> TASK REQUIREMENTS
The reply should give back every entry exactly as written.

*** DATASET RECORDS Section Begins ***

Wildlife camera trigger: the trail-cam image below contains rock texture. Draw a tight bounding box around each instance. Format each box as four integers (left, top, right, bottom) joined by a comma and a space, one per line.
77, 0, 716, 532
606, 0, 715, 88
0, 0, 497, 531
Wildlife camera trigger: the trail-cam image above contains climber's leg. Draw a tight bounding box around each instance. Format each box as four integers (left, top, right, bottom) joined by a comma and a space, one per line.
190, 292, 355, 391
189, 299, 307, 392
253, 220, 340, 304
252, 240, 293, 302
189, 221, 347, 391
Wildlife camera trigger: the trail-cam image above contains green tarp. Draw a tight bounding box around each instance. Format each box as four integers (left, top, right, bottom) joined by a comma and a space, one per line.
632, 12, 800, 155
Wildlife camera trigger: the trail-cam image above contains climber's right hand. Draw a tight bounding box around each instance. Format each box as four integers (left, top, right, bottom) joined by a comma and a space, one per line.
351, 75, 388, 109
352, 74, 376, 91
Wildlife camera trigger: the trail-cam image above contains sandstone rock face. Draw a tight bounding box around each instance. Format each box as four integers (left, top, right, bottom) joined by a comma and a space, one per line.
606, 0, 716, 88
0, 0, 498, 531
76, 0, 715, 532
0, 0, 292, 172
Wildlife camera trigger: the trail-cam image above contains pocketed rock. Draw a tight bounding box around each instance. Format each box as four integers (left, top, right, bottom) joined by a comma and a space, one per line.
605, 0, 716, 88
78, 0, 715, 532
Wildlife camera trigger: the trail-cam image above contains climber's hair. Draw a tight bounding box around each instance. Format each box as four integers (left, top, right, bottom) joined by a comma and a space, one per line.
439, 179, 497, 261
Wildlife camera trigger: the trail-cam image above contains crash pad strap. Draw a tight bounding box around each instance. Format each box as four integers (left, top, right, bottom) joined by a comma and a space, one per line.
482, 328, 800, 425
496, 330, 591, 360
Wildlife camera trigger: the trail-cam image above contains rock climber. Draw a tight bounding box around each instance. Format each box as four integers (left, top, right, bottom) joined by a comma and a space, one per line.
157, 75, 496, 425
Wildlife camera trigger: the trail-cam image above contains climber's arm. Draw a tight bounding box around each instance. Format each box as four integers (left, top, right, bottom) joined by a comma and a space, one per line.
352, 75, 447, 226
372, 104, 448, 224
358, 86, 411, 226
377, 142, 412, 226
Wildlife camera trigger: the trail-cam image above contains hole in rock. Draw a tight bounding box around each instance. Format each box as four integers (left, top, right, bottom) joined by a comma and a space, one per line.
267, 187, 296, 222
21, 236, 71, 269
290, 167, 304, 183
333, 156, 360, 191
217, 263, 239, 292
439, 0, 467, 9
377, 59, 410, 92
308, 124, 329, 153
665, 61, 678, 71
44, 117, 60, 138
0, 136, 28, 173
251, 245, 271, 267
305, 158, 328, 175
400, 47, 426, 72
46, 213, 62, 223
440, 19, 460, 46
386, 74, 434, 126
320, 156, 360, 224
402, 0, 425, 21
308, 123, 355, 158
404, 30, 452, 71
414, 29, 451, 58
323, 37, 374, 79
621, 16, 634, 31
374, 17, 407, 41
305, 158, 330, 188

*** DATASET RECORDS Section Ends ***

> TASK OUTPUT
Wildlife camera trigger: the trail-cam image below contains rock texture. Draw a tight bounding box around each instance. Format each box as four integers (left, top, right, bottom) joined by a comma and a space, one per line.
77, 0, 716, 532
606, 0, 715, 88
0, 0, 497, 531
Wildlife camera trigger: the trail-cam image above contains climber's leg. Draw a tight bounding box around each instance. Format each box as four integers (left, top, right, bottom) joined by a comma and a space, one per line.
190, 292, 355, 391
189, 299, 307, 392
253, 220, 340, 304
252, 240, 293, 302
189, 221, 347, 391
Wildlife camera trigger: the trail-cam image above contains green tarp. Draw a tight bounding box around each instance. Format each box as four integers (left, top, right, bottom) joined by a comma and a space, one per line.
632, 12, 800, 155
Wildlife camera trigger: the trail-cam image above contains climber's right hand. Draw a tight bounding box around each instance. Format each box as four integers (left, top, right, bottom) joined by a comma and a space, one per line.
351, 75, 388, 109
352, 74, 376, 91
Wildlife camera trigger: the trail-cam image above contains sandstone rock face. Draw a tight bounding box around each instance. Format each box as four integers (left, top, right, bottom) joined by a comma and a space, one per line.
606, 0, 716, 88
0, 0, 498, 531
76, 0, 715, 532
0, 0, 292, 172
Wildlife camera trigger: the trail-cam image above contains pocketed rock. Draw a tight bounding box around each instance. Format each box as four integers (left, top, right, bottom) joined by a comma and a space, one per line.
605, 0, 716, 88
78, 0, 715, 532
Wildlife camera trigger: the trail-cam image above contains climber's hair. Draw a tight bounding box around each instance. Format each box as four integers (left, top, right, bottom) joined by a comma and a space, one per line.
439, 179, 497, 261
Wildlife camera trigger: the trail-cam image above contains crash pad strap. Draw a tight bounding box around each instance. Format each box as four integers (left, top, right, bottom) joined by a comma and a space, one per line.
482, 328, 800, 425
496, 330, 591, 360
Wildlife camera trigger: the trail-cam image above contains rock climber. Draw a tight bounding box around each instance. Format each box as four integers (left, top, right, bottom) joined by a comma and a space, one per line.
157, 75, 496, 425
Wildlife camera trigger: the trail-cam image above contains climber's arm. Draw a tight bounding box around each instance. Format each box as four integers (left, top, right, bottom) joined by a comma and a space, one per line.
352, 75, 447, 226
372, 104, 448, 224
358, 86, 411, 226
377, 142, 412, 226
Wildlife camera trigger: the trail-cam image above contains hole in rock. Draw a tight bounding box around each instance. Format each box as four integers (left, top, right, bottom) joined by a comma and a space, one per line.
267, 187, 296, 222
21, 236, 71, 269
290, 167, 304, 183
333, 156, 360, 191
217, 263, 239, 292
439, 0, 467, 9
377, 59, 410, 92
308, 124, 329, 153
665, 61, 678, 71
44, 117, 60, 138
0, 136, 28, 173
251, 245, 271, 267
305, 158, 328, 175
400, 47, 426, 72
46, 213, 62, 223
440, 19, 460, 46
386, 74, 434, 126
320, 156, 360, 224
402, 0, 425, 21
308, 123, 355, 158
404, 30, 452, 71
414, 29, 451, 58
323, 37, 374, 79
621, 16, 634, 31
374, 17, 407, 41
305, 158, 330, 188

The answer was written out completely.